*** Extracted data ***

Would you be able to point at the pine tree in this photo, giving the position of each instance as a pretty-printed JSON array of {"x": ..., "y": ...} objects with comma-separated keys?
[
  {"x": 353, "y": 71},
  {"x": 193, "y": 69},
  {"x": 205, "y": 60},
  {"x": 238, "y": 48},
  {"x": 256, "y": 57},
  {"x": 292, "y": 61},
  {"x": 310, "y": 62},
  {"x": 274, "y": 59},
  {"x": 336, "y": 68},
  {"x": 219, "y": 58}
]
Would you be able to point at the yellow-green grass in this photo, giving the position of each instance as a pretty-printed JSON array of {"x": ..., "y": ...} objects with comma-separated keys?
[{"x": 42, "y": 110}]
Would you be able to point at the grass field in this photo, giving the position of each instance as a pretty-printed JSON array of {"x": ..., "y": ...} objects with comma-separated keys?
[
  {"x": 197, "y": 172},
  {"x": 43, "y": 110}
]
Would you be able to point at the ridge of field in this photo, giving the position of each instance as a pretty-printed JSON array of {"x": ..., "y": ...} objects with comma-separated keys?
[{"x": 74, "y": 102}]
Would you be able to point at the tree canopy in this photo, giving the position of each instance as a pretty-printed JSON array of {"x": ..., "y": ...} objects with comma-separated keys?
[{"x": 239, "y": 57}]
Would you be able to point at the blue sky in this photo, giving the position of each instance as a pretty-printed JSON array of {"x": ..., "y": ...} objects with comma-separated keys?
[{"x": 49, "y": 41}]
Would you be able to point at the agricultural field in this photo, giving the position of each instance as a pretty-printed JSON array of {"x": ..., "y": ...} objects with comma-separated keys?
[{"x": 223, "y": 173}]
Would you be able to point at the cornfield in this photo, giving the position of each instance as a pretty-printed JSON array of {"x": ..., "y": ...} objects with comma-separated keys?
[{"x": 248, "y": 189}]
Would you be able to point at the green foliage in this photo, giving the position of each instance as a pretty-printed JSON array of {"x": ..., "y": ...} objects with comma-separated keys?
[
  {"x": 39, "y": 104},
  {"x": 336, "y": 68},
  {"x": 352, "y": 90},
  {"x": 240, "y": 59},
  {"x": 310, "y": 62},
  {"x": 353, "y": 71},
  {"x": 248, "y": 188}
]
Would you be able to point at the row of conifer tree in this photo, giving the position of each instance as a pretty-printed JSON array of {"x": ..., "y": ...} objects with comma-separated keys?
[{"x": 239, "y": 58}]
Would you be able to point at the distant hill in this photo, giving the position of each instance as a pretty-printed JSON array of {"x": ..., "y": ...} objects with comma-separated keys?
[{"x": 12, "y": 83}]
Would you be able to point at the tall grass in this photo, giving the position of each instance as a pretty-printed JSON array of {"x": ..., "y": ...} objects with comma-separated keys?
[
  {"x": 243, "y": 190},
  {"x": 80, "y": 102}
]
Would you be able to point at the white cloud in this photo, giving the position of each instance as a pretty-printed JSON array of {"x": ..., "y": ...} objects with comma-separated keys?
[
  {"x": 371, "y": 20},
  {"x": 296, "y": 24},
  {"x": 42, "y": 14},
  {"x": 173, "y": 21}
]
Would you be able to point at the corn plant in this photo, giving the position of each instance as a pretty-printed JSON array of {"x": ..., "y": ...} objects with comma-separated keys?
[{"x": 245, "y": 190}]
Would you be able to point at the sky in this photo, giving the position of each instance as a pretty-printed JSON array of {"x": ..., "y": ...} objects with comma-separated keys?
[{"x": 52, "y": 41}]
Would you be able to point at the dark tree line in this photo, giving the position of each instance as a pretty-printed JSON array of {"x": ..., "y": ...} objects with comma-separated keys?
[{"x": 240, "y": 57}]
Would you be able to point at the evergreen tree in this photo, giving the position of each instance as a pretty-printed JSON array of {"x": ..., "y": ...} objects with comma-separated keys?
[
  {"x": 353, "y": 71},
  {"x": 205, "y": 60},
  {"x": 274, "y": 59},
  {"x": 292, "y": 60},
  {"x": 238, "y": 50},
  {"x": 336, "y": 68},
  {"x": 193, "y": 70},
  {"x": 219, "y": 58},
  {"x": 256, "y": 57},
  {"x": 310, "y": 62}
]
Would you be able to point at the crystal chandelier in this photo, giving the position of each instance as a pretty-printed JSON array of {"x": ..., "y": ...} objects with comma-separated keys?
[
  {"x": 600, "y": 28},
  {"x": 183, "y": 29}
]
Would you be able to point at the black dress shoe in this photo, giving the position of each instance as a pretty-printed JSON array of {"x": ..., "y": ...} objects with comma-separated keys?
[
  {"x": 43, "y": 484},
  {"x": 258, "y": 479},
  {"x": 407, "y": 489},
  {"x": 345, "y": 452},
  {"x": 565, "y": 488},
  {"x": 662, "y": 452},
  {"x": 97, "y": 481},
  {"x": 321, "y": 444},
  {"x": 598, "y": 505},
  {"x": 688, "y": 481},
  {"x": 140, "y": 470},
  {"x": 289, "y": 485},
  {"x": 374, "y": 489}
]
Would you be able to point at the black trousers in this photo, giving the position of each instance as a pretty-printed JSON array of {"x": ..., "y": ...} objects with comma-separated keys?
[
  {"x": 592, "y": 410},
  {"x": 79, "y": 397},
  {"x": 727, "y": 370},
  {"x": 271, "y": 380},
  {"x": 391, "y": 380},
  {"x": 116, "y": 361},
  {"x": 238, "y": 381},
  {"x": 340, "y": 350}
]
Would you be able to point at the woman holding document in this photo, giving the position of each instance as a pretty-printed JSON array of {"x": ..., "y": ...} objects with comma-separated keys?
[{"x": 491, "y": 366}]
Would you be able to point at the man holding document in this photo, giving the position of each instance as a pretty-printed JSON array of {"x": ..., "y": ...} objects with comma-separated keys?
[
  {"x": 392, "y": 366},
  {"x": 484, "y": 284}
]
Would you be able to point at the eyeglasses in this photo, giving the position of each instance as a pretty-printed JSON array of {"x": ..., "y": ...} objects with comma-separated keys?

*** End of Extracted data ***

*What is expected*:
Reply with the complete data above, every character as it stands.

*Solution for this problem*:
Would you be able to point at the pine tree in this photo, giving the position of each instance as a pretty-printed JSON array of {"x": ..., "y": ...} objects with comma-separated keys?
[
  {"x": 353, "y": 71},
  {"x": 193, "y": 69},
  {"x": 205, "y": 60},
  {"x": 238, "y": 48},
  {"x": 256, "y": 57},
  {"x": 292, "y": 61},
  {"x": 310, "y": 62},
  {"x": 274, "y": 59},
  {"x": 336, "y": 68},
  {"x": 219, "y": 58}
]
Would you be able to point at the yellow-green grass in this photo, giving the position of each instance as a pretty-printed JSON array of {"x": ..., "y": ...} objects with comma-separated keys?
[{"x": 42, "y": 110}]
Would you be able to point at the grass field in this photo, giving the position of each instance as a pretty-printed JSON array of {"x": ..., "y": ...} objects with comma-separated keys?
[
  {"x": 197, "y": 172},
  {"x": 43, "y": 110}
]
Would you be able to point at the ridge of field in this photo, giving the position of each instance as a pretty-printed JSON array of {"x": ..., "y": ...} objects with comma-separated keys?
[{"x": 74, "y": 102}]
Would you be able to point at the tree canopy in this photo, giving the position of each instance as a pretty-printed JSON array of {"x": ..., "y": ...} objects with comma-separated keys?
[{"x": 239, "y": 57}]
Would you be able to point at the blue sky in this photo, giving the position of each instance as a pretty-printed JSON array of {"x": ..., "y": ...} objects with comma-separated keys?
[{"x": 49, "y": 41}]
Would you be able to point at the agricultural field in this photo, giving the position of each instance as a pretty-printed JSON array of {"x": ..., "y": ...} objects with comma-separated keys?
[{"x": 223, "y": 173}]
Would you be able to point at the cornfield in this photo, giving the position of each instance as a pretty-printed JSON array of {"x": ..., "y": ...} objects with comma-separated keys?
[{"x": 248, "y": 189}]
Would you be able to point at the green foliage in this photo, giving the position of each instance as a pretty-printed JSON array of {"x": ..., "y": ...} objects with comma-separated keys?
[
  {"x": 39, "y": 104},
  {"x": 336, "y": 68},
  {"x": 352, "y": 90},
  {"x": 240, "y": 59},
  {"x": 310, "y": 62},
  {"x": 353, "y": 71},
  {"x": 248, "y": 188}
]
Would you be able to point at the row of conifer tree in this photo, giving the position of each instance as a pretty-printed JSON array of {"x": ..., "y": ...} objects with comma-separated keys?
[{"x": 239, "y": 58}]
Would you be able to point at the distant hill in this photo, giving the position of each instance as a pretty-printed JSON array of {"x": ..., "y": ...} objects with comma-separated keys?
[{"x": 12, "y": 83}]
Would you be able to point at the tall grass in this photo, giving the position of each instance as a pretty-printed JSON array of {"x": ..., "y": ...} objects with comma-separated keys?
[
  {"x": 243, "y": 190},
  {"x": 80, "y": 102}
]
Would you be able to point at the white cloud in this photo, giving the position of each instance as a pretty-printed JSON array of {"x": ..., "y": ...} objects with comma-separated keys?
[
  {"x": 371, "y": 20},
  {"x": 296, "y": 24},
  {"x": 42, "y": 14},
  {"x": 173, "y": 21}
]
Would you be able to point at the corn plant in this photo, giving the position of each instance as a pretty-printed JSON array of {"x": ..., "y": ...} objects with comma-separated keys?
[{"x": 245, "y": 190}]
Would you be able to point at the sky in this photo, giving the position of each instance as a pretty-printed JSON array of {"x": ..., "y": ...} objects with comma-separated keys?
[{"x": 52, "y": 41}]
Would you be able to point at the dark tree line in this photo, giving the position of each instance as a pretty-printed JSON array of {"x": ..., "y": ...} objects with comma-separated keys?
[{"x": 240, "y": 57}]
Would you be able to point at the evergreen tree in this photo, giving the position of each instance as a pretty-printed JSON array of {"x": ..., "y": ...} objects with comma-separated keys?
[
  {"x": 353, "y": 71},
  {"x": 205, "y": 60},
  {"x": 274, "y": 59},
  {"x": 292, "y": 60},
  {"x": 238, "y": 50},
  {"x": 336, "y": 68},
  {"x": 193, "y": 70},
  {"x": 219, "y": 58},
  {"x": 256, "y": 57},
  {"x": 310, "y": 62}
]
Would you be able to point at the crystal chandelier in this photo, giving the position of each instance as a pretty-printed JSON array of {"x": ..., "y": ...} objects with comma-separated keys?
[
  {"x": 600, "y": 28},
  {"x": 183, "y": 29}
]
Would you be able to point at the black dress shoe in this photo, giving the position of each instance as a pretty-printed JSON array of {"x": ..., "y": ...} objects with comma-separated keys?
[
  {"x": 43, "y": 484},
  {"x": 258, "y": 479},
  {"x": 407, "y": 489},
  {"x": 345, "y": 452},
  {"x": 565, "y": 488},
  {"x": 662, "y": 452},
  {"x": 97, "y": 481},
  {"x": 321, "y": 444},
  {"x": 598, "y": 505},
  {"x": 688, "y": 481},
  {"x": 140, "y": 470},
  {"x": 289, "y": 485},
  {"x": 374, "y": 489}
]
Would you be able to point at the black trousers in this photo, giving the position of each instance as a pretty-printed JSON array of {"x": ..., "y": ...} objects with comma-separated keys?
[
  {"x": 592, "y": 410},
  {"x": 79, "y": 397},
  {"x": 727, "y": 370},
  {"x": 271, "y": 380},
  {"x": 391, "y": 380},
  {"x": 116, "y": 361},
  {"x": 238, "y": 381},
  {"x": 340, "y": 350}
]
Would you be able to point at the woman holding document in this photo, giving the position of each instance as a pretty-printed JSON array of {"x": ..., "y": ...} objects with comma-separated keys?
[{"x": 491, "y": 366}]
Would you be able to point at the man holding document in this photo, giving the position of each instance as a pretty-printed JSON array of {"x": ..., "y": ...} objects with comma-separated keys?
[
  {"x": 392, "y": 366},
  {"x": 484, "y": 284}
]
Would you be able to point at the eyeglasses in this photo, giving the position of each instance as a pretty-printed JSON array of {"x": ..., "y": ...} objects with comma-separated keys?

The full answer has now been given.